(BRANO FORNITO):
* * *

Se Cristo è più forte di ogni offesa

Sul concetto di volto resta in bilico tra irrisione gratuita e invocazione. Non è blasfemo, ma non graffia

Se Cristo è più forte di ogni offesa

Il prima e il dopo dello spettacolo Sul concetto di volto nel figlio di Dio andato in scena a Milano, Teatro Franco Parenti, martedì sera (sono previste repliche per tutta la settimana) hanno offerto momenti di vero teatro grottesco.
Prima: una messa riparatrice nel vicino piazzale Libia con quaranta aderenti ai gruppi tradizionalisti e cinquanta poliziotti schierati, mentre il resto della polizia milanese, o forse italiana, si trovava a presidiare la via Pierlombardo nel tratto dove ha sede il teatro diretto da André Ruth Shammah. Dopo: un dibattito in teatro con alcuni nomi del gotha culturale milanese: Vito Mancuso, Roberta De Monticelli, Giulio Giorello, Antonio Scurati, l’ass. Stefano Boeri. Mancavano solo le gemelle Kessler. Odio i cori, e qui di cori ce n'erano due: quello dei quattro gatti che per settimane hanno gridato al vilipendio e quello formato pressoché da tutti gli altri, intellettuali e polizia compresi.

* * *

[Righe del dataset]

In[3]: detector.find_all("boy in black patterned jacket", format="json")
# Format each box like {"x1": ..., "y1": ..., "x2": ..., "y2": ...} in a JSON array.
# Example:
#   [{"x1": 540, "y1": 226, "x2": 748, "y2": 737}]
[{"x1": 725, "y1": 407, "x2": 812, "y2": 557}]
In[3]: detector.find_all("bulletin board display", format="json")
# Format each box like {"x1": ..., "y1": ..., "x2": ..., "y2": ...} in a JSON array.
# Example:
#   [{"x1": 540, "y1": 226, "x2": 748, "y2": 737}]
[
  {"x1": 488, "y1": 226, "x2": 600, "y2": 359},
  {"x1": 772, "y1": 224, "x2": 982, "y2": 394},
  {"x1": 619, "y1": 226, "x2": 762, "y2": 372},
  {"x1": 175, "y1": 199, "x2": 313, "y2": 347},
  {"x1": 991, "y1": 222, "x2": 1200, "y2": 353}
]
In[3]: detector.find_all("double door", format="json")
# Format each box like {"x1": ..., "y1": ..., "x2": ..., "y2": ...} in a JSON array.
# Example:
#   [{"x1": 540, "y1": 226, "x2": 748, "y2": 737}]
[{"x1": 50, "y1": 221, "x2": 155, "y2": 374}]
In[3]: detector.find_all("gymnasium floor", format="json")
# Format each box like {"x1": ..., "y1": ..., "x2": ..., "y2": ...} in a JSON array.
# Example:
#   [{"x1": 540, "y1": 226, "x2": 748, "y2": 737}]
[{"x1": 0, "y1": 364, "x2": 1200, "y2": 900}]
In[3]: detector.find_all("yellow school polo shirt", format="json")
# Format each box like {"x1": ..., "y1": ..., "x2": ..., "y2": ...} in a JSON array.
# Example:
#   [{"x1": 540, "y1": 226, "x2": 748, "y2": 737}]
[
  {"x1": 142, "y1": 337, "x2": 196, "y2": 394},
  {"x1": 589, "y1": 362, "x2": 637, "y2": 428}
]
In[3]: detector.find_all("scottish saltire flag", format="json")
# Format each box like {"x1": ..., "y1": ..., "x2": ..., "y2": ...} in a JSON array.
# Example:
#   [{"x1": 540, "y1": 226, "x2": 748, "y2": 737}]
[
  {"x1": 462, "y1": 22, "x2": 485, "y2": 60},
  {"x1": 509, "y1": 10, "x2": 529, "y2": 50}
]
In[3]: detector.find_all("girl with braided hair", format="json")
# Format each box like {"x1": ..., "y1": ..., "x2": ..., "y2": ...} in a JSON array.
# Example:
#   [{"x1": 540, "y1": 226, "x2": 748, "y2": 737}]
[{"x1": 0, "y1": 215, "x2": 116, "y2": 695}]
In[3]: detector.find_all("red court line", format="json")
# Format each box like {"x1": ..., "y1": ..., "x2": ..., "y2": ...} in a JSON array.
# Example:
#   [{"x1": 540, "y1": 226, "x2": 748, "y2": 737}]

* * *

(CONSEGNA): Stabilisci se ciascuna affermazione concorda con il brano sullo spettacolo, rispondendo sì o no e riportando fra virgolette le parole precise del brano che lo decidono. (a) La messa riparatrice si è svolta in piazzale Libia. (b) Lo spettacolo era in programma per una sola sera. (c) Le gemelle Kessler erano tra i partecipanti al dibattito.

(SOLUZIONE):
(a) Sì: "una messa riparatrice nel vicino piazzale Libia".
(b) No: "sono previste repliche per tutta la settimana".
(c) No: "Mancavano solo le gemelle Kessler."